WRITTEN TASK: Return all of the records below word for word, but leave out the pictures.

-- RECORDS PROVIDED start --

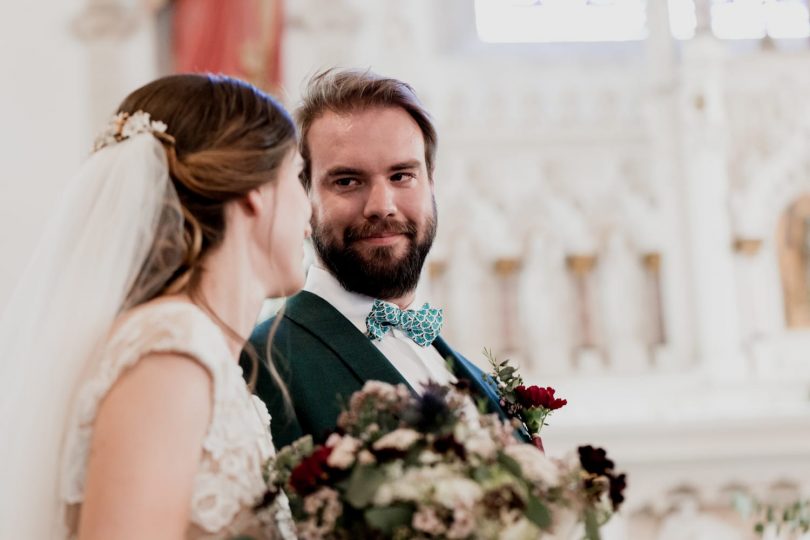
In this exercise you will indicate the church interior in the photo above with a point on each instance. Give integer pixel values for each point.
(623, 189)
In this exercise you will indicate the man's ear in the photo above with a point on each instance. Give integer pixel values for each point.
(252, 203)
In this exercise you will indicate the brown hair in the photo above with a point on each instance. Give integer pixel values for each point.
(225, 139)
(347, 90)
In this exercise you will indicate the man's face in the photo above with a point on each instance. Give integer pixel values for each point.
(373, 211)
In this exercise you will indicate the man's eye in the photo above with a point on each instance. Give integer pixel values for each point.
(399, 177)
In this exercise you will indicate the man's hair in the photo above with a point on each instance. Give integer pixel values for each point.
(349, 90)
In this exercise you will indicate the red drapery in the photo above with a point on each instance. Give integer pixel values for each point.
(241, 38)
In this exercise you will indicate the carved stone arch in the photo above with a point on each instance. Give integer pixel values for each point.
(793, 249)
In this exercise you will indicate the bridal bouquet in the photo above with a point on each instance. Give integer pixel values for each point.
(404, 466)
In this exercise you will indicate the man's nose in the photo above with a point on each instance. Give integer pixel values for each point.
(380, 202)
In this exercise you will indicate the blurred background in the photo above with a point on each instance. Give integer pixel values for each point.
(623, 191)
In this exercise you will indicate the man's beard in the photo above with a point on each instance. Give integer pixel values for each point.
(376, 272)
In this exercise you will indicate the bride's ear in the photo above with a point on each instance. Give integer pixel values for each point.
(256, 201)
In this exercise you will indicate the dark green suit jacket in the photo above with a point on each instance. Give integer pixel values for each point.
(323, 358)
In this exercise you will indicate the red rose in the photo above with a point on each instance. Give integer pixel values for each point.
(312, 469)
(535, 396)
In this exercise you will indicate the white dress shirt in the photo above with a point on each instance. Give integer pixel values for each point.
(417, 364)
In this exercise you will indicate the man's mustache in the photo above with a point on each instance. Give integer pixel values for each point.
(367, 229)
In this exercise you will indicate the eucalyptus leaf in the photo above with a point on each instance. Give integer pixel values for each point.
(510, 464)
(388, 518)
(537, 512)
(363, 484)
(591, 525)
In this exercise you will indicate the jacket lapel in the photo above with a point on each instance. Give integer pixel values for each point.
(464, 369)
(337, 333)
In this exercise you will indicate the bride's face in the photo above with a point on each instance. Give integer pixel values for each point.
(283, 226)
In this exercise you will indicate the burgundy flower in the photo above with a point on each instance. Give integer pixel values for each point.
(595, 460)
(617, 485)
(535, 396)
(311, 471)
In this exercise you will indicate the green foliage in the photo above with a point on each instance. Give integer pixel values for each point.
(591, 525)
(537, 512)
(363, 483)
(386, 519)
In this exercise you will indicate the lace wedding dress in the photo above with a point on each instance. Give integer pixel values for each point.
(229, 481)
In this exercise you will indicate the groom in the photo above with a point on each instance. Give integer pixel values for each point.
(369, 152)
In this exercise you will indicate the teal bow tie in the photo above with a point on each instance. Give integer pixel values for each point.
(421, 325)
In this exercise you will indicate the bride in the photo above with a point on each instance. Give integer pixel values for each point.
(124, 411)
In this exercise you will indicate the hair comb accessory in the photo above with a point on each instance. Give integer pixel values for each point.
(123, 125)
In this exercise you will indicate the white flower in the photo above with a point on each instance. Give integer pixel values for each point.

-- RECORDS PROVIDED end --

SOLUTION TO THIS PROBLEM:
In this exercise you will indicate the church interior in the photo above with a point on each instance. Give integer pixel values for each point.
(623, 189)
In this exercise you will indicate the man's ear in the photo above with a point on each instance. Give integer pixel values for each point.
(252, 203)
In this exercise you will indicate the brown hair in the photo above with a point on each instance. Give integer pixel values for each point.
(225, 139)
(347, 90)
In this exercise you will indicate the man's face in the photo above with a point on each instance. Give integer pixel values for each point.
(373, 211)
In this exercise you will indicate the man's eye in the photo above with a point on each instance. Give integer pixel values for each point.
(399, 177)
In this exercise you will indicate the man's hair in the photo above with a point on each instance. Give integer pixel values for each point.
(349, 90)
In this exercise you will indicate the red drapery in the photo above with a point on each instance. Give integer pixel values for each point.
(241, 38)
In this exercise you will indicate the carved stone arch in the photo above with a point on each instance. Give integer pixel values for each point.
(793, 249)
In this exercise you will indicate the bridal bouquet in the photo above with a point on each instance. Give integer pixel values for each point.
(404, 466)
In this exercise you will indicate the man's nose in the photo above with a point on each instance. Give integer pixel values for each point.
(380, 202)
In this exercise you will indicate the blurred background in the photo above with a point on each instance. Give integer pixel values for each point.
(623, 191)
In this exercise you will indicate the man's beard in the photo above with a point on each instance. Give integer pixel values for each point.
(376, 272)
In this exercise you will indicate the bride's ear in the photo above with a point on each instance. Give integer pixel values for each point.
(256, 201)
In this exercise you will indicate the dark green suit jacket in the photo above with a point on each instance. Give integer pixel values for each point.
(323, 358)
In this exercise you will indicate the red rose in the photo above with a point on each instance. Give integer pixel values for each point.
(312, 469)
(535, 396)
In this exercise you will indicate the white dress shirt in the photo above with a point on each instance. Give integer pixel values for each point.
(417, 364)
In this exercise you will indicate the man's mustache in the photo above with a point on each instance. Give integer pixel values for each point.
(367, 229)
In this exercise you will indicate the eucalyptus leaf in the photo above with a point on each instance. Give integer pixel values for each point.
(510, 464)
(388, 518)
(537, 512)
(363, 484)
(591, 525)
In this exercise you will indicate the jacket lapel in the photo above with a point on each instance. Give integer pixel values for each point.
(464, 369)
(337, 333)
In this exercise you will indicate the bride's face in the photo above with a point on each instance. Give integer pixel values for each point.
(283, 226)
In this exercise you will indicate the burgundy flower in the photo above with a point on each instance. Give integer pixel values for each point.
(595, 460)
(617, 485)
(535, 396)
(311, 471)
In this exercise you will indicate the green foliage in the photo above with a point on each instance. Give integer pixel values for each point.
(591, 525)
(537, 512)
(363, 483)
(386, 519)
In this exercise you will indicate the lace wedding dress in the photo above with a point on each instance. Give integer pixel values for each point.
(229, 481)
In this exercise you will indicate the groom in the photo above with a point on each instance. Give integer pixel values for each point.
(369, 152)
In this exercise you will indicate the teal bow tie in the photo above with a point on each instance. Give integer pixel values for each point.
(421, 325)
In this exercise you will indicate the bride in the photo above with a point on each instance. Give integer pixel values for each point.
(124, 411)
In this exercise you will indicate the hair comb accessory in the photo above with a point on each instance. Give integer pixel values for each point.
(123, 125)
In this exercise you will indicate the white flower in the photo above with a point on each instance. Give integer pixel values for each point.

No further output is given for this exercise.